### EXTRACT TO READ

The new Insight lander has to decipher billions of years of planetary evolution. Insight is a really ambitious project, by so many standards. Xenogeology, the study of geology on other worlds, is literally at the fetal stage. Before now, the Moon was the sum total of available materials in this field. This is the original, first candy store for geologists, a world that really is unique.
They’re both “rocky planets”, that not very useful definition, but spot the differences. What happens when materials are exposed to hard radiation for billions of years? What new compounds, new chemical processes, etc., are possible?

During a prelaunch briefing at Vandenberg Air Force Base in California  Tom Hoffman  InSight Project...

During a prelaunch briefing at Vandenberg Air Force Base in California, Tom Hoffman, InSight Project manager at NASA’s Jet Propulsion Laboratory, speaks to members of the media.

### RECORDS PROVIDED

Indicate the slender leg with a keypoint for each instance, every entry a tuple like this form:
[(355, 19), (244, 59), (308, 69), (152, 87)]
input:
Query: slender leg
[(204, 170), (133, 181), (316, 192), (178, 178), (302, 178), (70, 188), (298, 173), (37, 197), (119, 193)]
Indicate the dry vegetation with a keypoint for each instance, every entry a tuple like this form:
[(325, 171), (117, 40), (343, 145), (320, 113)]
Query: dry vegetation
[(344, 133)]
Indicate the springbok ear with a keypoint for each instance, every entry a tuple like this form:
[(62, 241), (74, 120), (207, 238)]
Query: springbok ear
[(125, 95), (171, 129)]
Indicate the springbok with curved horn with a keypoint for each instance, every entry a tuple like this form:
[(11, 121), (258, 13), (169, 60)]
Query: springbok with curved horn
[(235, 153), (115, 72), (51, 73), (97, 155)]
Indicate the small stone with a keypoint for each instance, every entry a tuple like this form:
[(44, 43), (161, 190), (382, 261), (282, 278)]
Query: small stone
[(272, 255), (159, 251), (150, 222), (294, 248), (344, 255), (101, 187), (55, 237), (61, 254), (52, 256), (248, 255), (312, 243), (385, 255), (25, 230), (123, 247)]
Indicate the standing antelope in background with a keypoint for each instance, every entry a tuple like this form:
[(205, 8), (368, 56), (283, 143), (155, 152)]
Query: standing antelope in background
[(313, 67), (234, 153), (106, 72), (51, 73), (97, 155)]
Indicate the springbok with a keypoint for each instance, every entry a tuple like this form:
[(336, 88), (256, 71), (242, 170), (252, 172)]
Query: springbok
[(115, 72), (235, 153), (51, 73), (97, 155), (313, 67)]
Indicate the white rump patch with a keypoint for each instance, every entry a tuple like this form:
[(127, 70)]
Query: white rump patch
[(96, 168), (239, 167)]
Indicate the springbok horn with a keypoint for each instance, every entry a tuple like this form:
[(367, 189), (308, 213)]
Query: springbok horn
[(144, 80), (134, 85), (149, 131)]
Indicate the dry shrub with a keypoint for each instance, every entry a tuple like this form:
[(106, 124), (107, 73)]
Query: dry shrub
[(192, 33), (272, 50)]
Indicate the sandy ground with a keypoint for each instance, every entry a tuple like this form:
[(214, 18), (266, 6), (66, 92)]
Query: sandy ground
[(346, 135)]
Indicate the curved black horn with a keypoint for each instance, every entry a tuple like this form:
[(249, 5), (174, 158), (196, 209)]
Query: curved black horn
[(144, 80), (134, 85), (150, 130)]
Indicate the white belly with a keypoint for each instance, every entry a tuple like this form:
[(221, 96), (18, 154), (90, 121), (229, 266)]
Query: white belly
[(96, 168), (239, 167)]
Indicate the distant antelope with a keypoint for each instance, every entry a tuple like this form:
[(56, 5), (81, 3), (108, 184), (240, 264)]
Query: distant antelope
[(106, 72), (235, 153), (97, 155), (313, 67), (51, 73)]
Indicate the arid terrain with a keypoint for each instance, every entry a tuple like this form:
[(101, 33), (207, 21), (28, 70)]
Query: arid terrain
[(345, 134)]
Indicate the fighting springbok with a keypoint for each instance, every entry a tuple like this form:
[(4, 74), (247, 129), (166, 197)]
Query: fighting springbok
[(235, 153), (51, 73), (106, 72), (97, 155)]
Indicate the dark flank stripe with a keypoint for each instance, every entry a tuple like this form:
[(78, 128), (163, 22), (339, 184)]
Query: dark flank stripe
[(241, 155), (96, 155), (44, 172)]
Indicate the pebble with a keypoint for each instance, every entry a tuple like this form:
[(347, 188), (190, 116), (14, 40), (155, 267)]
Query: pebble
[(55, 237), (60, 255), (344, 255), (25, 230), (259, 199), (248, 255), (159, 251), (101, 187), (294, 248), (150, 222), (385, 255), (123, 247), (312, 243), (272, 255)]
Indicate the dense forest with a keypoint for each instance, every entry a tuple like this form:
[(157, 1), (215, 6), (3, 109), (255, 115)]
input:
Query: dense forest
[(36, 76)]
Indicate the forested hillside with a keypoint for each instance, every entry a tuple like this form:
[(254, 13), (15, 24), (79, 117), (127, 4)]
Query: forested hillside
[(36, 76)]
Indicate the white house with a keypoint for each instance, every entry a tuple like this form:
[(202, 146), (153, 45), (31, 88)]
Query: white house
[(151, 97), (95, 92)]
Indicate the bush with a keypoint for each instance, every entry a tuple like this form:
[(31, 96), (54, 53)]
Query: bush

### EXERCISE INSTRUCTIONS
Quote the passage about the InSight lander in full, word for word.

### IN RESPONSE
The new Insight lander has to decipher billions of years of planetary evolution. Insight is a really ambitious project, by so many standards. Xenogeology, the study of geology on other worlds, is literally at the fetal stage. Before now, the Moon was the sum total of available materials in this field. This is the original, first candy store for geologists, a world that really is unique.
They’re both “rocky planets”, that not very useful definition, but spot the differences. What happens when materials are exposed to hard radiation for billions of years? What new compounds, new chemical processes, etc., are possible?

During a prelaunch briefing at Vandenberg Air Force Base in California  Tom Hoffman  InSight Project...

During a prelaunch briefing at Vandenberg Air Force Base in California, Tom Hoffman, InSight Project manager at NASA’s Jet Propulsion Laboratory, speaks to members of the media.